- **The input**:
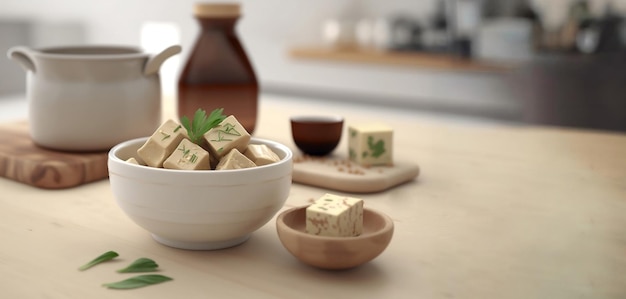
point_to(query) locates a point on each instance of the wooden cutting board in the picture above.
(23, 161)
(337, 173)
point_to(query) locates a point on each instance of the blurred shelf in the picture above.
(402, 59)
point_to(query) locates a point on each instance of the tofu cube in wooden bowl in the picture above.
(199, 209)
(334, 252)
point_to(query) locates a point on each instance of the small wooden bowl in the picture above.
(316, 135)
(334, 252)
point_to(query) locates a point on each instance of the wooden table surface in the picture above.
(498, 211)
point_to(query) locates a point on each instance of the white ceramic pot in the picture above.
(89, 98)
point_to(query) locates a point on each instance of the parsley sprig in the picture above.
(201, 123)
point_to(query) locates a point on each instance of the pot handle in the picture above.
(23, 56)
(154, 63)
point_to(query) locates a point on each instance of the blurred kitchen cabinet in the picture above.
(584, 91)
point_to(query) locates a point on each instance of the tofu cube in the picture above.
(188, 156)
(229, 134)
(261, 154)
(370, 144)
(335, 216)
(234, 160)
(162, 143)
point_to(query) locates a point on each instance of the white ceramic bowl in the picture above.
(199, 209)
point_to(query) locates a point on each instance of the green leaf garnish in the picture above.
(109, 255)
(137, 282)
(201, 123)
(140, 265)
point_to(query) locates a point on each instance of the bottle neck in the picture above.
(221, 24)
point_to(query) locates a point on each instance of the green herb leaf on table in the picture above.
(140, 265)
(201, 123)
(109, 255)
(137, 282)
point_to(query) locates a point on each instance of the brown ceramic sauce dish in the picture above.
(334, 253)
(316, 135)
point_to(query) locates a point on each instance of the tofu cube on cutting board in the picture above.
(335, 216)
(229, 134)
(162, 143)
(370, 144)
(188, 156)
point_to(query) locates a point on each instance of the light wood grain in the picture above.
(23, 161)
(336, 172)
(497, 212)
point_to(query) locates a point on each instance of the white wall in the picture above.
(268, 28)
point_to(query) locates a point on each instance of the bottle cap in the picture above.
(216, 10)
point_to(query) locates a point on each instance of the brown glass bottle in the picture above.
(218, 73)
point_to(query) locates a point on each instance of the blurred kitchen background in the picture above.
(557, 62)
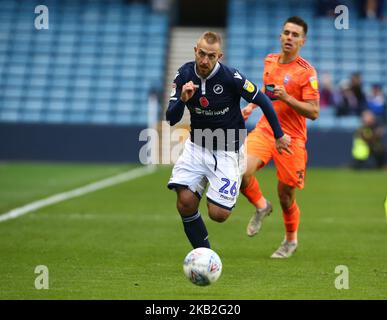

- **Aim**: Format the lines as a Markdown table with the columns Index and Entry, giving each line a number and skipping blank lines. Begin at the line containing "neck in the picture above.", stop at the end of the rows, and leave the pictures out.

- **Solution to this problem**:
| Index | Entry |
|---|---|
| 1 | point_to(query) locates a point on each instance of the bottle neck in the picture above. |
| 2 | (221, 24) |
| 3 | point_to(query) locates a point on each instance of the green herb leaf on table in the picture above. |
| 4 | (140, 265) |
| 5 | (201, 123) |
| 6 | (109, 255) |
| 7 | (137, 282) |
| 8 | point_to(query) locates a point on each instance of the brown ceramic sauce dish in the picture above. |
| 9 | (334, 253) |
| 10 | (316, 135) |
| 11 | point_to(query) locates a point on each instance of the tofu cube on cutting board in the picture above. |
| 12 | (335, 216) |
| 13 | (229, 134) |
| 14 | (162, 143) |
| 15 | (370, 144) |
| 16 | (188, 156) |
| 17 | point_to(query) locates a point on each instance of the light wood grain in the picture above. |
| 18 | (23, 161) |
| 19 | (336, 172) |
| 20 | (497, 212) |
| 21 | point_to(query) locates a point on each instance of the white wall in the picture above. |
| 22 | (268, 28) |
| 23 | point_to(query) locates a point on each instance of the bottle cap in the picture above. |
| 24 | (216, 10) |
| 25 | point_to(query) locates a point on each instance of the brown glass bottle in the picture above. |
| 26 | (218, 73) |
| 27 | point_to(query) locates a point on each instance of the blurred kitchen background in the picture above. |
| 28 | (557, 62) |